--- START INFORMATION GIVEN ---
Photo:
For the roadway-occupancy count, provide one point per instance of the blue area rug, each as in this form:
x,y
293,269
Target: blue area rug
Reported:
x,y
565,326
--- END INFORMATION GIVEN ---
--- START INFORMATION GIVEN ---
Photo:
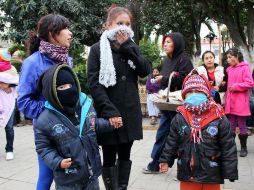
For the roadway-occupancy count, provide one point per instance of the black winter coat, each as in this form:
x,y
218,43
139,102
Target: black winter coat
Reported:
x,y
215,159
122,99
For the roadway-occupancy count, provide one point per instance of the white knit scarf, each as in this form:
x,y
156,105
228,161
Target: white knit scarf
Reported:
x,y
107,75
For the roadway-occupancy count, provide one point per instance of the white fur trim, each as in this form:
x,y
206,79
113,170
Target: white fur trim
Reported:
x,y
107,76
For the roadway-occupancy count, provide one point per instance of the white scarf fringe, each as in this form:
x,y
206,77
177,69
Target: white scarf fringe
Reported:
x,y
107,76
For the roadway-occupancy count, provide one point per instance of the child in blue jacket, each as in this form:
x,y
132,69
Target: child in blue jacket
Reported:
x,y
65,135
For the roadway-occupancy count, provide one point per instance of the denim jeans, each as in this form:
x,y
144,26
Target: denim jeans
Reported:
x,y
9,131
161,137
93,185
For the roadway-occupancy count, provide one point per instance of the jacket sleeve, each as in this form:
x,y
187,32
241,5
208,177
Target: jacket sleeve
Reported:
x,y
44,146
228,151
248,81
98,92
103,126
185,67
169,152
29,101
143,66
--- END INFORMATION GIVEN ---
## SHORT EXERCISE:
List each line of the data above that contains the word "point".

## ANSWER TO THE TASK:
For the roadway-occupancy count, provide one point per instance of the blue area rug, each as in this form:
For the roadway-occupancy count, provide one point per instance of the black winter coat, each as in this form:
For the roadway-occupancy count, provide one point per instance of the white knit scarf, each as in this form:
For the roadway-occupancy count, provide one point per instance of the white fur trim, each as in this form:
For the roadway-occupancy count, provide one point per instance of the white scarf fringe, each as in this form:
For the roadway-occupancy count, provide one point per instance of the child in blue jacket, each as in this form:
For the roadway-occupancy count, provide one point per instance of the denim jeans, each as in this form:
For the roadway-occupancy count, provide one point per instance of the jacket sleeve, each as in this form:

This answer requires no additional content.